# Domande di studio:
1) Rispondi alle seguenti domande sul brano citato.
(a) Quale recessione viene indicata tra le cause?
(b) Per chi era diventato più facile entrare in Svizzera?
(c) Quanti permessi stagionali sarebbero rimasti nel 2000?
2) Prosegui il brano citato, che tratta delle cause discusse nell'analisi, a partire dalla sua ultima frase.

Nell'analisi delle cause si parlò oltre che della recessione dei primi anni
Novanta e del ristagno economico successivo, anche della maggiore facilità di
entrata in Svizzera per i cittadini dell’UE, di una certa inadeguatezza tra le
esigenze dell’economia e l’accresciuta trasformazione dei permessi stagionali
in via di esaurimento (nel 2000 ne resteranno solo poche migliaia) in permessi
annuali, delle ristrutturazioni industriali e anche delle carenze nella
formazione professionale.

# Dati estratti:
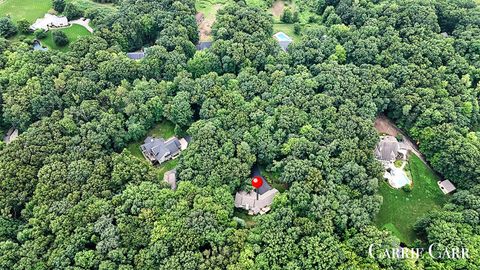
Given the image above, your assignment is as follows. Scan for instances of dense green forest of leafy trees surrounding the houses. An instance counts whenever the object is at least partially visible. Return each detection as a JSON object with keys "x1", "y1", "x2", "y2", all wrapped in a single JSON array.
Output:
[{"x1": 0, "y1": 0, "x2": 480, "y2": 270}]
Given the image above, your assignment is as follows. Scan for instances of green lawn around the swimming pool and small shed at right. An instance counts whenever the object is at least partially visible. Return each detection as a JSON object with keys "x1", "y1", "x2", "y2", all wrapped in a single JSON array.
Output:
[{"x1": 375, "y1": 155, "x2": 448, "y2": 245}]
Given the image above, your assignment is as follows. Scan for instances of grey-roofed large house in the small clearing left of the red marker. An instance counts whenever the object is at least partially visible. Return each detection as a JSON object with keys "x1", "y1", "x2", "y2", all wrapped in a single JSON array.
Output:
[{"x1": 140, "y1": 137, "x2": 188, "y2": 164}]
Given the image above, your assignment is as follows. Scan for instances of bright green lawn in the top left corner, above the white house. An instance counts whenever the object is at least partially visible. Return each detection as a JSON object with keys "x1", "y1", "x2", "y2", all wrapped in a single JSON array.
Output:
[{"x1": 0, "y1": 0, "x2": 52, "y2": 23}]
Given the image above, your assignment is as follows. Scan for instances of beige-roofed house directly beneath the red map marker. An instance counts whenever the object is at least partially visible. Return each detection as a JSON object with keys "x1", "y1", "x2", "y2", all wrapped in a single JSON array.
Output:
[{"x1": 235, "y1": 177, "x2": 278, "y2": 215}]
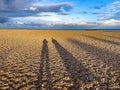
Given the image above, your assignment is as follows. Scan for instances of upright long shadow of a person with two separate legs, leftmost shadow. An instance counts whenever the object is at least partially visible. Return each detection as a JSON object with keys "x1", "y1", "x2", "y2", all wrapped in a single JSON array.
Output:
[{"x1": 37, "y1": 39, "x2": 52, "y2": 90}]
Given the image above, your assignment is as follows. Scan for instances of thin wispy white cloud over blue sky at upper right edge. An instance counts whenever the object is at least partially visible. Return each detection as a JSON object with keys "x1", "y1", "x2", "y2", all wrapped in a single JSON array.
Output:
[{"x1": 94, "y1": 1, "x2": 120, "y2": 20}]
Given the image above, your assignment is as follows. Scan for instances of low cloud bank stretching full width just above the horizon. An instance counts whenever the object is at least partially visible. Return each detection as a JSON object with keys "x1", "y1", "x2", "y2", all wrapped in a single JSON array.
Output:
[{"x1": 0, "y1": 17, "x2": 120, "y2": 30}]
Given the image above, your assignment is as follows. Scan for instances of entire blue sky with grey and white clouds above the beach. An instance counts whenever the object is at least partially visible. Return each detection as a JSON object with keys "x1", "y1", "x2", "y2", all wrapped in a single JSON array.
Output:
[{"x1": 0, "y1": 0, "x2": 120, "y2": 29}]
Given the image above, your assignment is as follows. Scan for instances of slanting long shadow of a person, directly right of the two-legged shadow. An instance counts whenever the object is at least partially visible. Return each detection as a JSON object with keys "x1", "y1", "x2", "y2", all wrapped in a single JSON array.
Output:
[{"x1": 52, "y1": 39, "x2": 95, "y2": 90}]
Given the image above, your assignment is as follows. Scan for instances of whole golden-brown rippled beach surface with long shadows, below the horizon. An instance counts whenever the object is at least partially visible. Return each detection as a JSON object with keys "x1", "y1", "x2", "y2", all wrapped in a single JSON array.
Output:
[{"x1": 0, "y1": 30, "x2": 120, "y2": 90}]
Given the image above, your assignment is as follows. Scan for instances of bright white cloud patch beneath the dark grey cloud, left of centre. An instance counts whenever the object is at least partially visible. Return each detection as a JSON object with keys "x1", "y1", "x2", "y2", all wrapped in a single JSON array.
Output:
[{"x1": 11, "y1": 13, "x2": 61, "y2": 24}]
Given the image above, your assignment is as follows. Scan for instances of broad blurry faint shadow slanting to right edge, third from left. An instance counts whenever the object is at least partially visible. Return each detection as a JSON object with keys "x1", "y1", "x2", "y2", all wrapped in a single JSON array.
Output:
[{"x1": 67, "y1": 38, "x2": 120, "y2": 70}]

# Risposte alle consegne:
1)
(a) La recessione dei primi anni Novanta.
(b) Per i cittadini dell'UE.
(c) Solo poche migliaia.

2)
Gli italiani non furono particolarmente colpiti perché
svolgevano allora, per oltre la metà (circa 140 mila su 270 mila), professioni
qualificate, ma la disoccupazione di quegli anni deve aver rafforzato
ulteriormente in loro la consapevolezza dell’importanza della formazione sia
nella prospettiva della carriera professionale e sia in una logica di
prevenzione della disoccupazione. Alcuni enti di formazione professionale
sopravvissuti alle costanti riduzioni dei contributi statali hanno saputo
adeguare l’offerta dei corsi in funzione dei nuovi bisogni, adottando in
particolare moduli brevi di preparazione e specializzazione e, soprattutto,
incentivi per la formazione continua.